> **Exercise description**
In the listing below, take the lines starting at the one that contains "Locate the shoe" and ending with the final line of the listing, both included, and write them out again in full, with the labeling requests kept as they are. Add 37 to every number in the point coordinates.

> **Data provided**
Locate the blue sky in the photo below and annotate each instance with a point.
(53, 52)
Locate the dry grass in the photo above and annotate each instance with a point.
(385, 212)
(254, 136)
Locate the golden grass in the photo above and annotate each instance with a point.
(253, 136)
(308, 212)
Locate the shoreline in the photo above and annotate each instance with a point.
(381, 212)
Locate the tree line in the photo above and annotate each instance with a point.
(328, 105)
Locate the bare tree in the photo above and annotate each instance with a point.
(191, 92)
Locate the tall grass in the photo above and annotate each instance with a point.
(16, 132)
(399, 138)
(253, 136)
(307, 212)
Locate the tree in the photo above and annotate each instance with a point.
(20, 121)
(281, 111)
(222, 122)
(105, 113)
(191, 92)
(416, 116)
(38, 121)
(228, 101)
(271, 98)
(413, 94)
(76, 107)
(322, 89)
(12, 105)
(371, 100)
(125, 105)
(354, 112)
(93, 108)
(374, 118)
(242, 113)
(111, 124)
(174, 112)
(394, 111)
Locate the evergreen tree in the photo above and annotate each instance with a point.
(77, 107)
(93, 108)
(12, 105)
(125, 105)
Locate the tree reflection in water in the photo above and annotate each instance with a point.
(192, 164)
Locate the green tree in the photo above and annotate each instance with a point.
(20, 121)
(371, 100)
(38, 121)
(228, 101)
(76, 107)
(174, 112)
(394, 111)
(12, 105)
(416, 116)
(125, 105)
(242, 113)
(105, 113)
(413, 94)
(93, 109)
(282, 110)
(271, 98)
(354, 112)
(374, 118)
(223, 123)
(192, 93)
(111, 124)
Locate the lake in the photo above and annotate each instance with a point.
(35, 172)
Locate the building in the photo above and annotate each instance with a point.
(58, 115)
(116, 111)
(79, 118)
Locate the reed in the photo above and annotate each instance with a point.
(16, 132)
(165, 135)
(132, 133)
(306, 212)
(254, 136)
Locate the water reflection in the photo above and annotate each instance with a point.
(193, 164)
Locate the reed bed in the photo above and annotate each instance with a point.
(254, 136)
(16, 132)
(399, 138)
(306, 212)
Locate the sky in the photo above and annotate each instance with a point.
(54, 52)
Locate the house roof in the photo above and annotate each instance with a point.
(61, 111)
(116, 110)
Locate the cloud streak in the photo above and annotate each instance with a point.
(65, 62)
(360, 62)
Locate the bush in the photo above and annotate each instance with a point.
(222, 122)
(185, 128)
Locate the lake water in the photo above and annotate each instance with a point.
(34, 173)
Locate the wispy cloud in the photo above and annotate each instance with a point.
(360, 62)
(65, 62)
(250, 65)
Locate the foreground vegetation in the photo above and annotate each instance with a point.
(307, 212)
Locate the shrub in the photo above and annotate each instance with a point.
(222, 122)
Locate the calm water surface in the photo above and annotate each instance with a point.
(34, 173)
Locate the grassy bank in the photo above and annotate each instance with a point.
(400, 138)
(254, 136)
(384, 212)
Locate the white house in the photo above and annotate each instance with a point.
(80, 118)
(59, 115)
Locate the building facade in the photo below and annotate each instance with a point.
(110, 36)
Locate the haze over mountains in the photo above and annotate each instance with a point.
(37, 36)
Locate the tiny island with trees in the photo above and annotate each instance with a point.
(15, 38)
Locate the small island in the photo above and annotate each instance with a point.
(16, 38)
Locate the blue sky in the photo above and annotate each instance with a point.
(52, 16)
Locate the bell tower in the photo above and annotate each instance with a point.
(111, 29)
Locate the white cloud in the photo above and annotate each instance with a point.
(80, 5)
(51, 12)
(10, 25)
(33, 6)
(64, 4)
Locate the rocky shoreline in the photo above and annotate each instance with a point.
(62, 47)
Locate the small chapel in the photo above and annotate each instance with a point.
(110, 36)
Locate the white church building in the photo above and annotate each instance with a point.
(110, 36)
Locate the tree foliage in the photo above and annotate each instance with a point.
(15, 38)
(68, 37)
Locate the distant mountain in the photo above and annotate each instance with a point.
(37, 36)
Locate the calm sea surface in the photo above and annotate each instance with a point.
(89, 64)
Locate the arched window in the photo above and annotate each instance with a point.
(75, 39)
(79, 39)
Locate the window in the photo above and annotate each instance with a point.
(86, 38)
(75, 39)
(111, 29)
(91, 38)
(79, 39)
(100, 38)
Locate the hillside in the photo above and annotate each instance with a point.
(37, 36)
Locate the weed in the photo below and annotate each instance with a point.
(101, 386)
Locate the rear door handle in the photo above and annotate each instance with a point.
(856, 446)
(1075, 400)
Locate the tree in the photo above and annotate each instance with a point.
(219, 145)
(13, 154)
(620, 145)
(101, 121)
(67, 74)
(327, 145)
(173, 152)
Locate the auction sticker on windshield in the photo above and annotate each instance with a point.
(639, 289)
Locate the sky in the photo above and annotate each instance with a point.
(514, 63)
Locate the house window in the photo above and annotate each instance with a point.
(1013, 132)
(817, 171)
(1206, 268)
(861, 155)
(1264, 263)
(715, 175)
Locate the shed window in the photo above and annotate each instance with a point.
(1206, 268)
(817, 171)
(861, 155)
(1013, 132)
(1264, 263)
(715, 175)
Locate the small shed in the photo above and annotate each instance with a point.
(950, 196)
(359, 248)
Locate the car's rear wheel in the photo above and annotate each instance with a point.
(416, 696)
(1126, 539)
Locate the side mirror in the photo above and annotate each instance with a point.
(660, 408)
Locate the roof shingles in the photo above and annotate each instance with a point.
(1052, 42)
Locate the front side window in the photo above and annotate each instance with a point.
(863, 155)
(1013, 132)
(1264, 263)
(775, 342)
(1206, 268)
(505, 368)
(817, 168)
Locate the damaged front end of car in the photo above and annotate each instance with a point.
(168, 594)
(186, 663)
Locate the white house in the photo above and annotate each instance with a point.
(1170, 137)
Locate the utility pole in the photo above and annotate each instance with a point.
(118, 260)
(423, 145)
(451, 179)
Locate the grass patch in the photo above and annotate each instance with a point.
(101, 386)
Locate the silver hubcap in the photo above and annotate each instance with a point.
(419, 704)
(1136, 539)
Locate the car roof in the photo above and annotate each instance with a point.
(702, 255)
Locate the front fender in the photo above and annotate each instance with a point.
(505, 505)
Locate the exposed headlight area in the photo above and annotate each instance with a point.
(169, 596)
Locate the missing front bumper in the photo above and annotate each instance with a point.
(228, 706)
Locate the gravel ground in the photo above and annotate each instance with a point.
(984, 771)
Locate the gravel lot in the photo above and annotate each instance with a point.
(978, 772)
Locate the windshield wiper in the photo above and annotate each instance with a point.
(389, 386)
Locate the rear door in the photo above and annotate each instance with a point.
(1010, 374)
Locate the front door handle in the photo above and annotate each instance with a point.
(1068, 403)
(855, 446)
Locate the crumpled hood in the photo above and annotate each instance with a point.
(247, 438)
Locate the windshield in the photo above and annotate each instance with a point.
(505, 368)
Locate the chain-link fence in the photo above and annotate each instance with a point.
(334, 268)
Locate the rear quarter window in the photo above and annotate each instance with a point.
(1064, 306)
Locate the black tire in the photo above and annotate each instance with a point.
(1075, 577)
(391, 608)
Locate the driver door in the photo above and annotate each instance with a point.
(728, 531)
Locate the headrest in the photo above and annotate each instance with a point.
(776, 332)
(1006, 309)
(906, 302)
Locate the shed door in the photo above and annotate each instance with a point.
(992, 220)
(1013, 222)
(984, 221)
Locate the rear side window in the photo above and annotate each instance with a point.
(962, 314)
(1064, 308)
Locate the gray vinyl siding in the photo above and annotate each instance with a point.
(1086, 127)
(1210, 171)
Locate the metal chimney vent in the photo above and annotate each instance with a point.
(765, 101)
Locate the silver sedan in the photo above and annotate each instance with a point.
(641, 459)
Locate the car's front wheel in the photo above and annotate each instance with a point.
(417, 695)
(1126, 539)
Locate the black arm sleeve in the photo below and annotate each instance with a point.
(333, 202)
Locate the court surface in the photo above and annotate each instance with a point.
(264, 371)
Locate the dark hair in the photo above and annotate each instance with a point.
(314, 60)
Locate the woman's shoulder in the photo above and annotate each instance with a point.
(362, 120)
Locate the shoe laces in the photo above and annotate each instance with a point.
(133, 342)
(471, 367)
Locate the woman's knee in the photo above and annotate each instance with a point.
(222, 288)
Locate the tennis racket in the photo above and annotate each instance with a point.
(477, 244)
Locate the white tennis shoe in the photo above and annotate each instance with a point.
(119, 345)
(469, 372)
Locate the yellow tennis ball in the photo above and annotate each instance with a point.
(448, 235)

> **Answer to this exercise**
Locate the shoe laces in the photo above and annotate each instance with a point.
(170, 379)
(508, 404)
Locate the woman's knee in the photo above and annotate each instance with a point.
(259, 325)
Locate the tennis racket in the photo above and annotate each instance with a point.
(514, 281)
Locate the white tennis shoe in the photo above and annotate each instance with a point.
(156, 382)
(506, 409)
Locate the yellow tennis ball in the photo above and annotate each instance with a point.
(485, 272)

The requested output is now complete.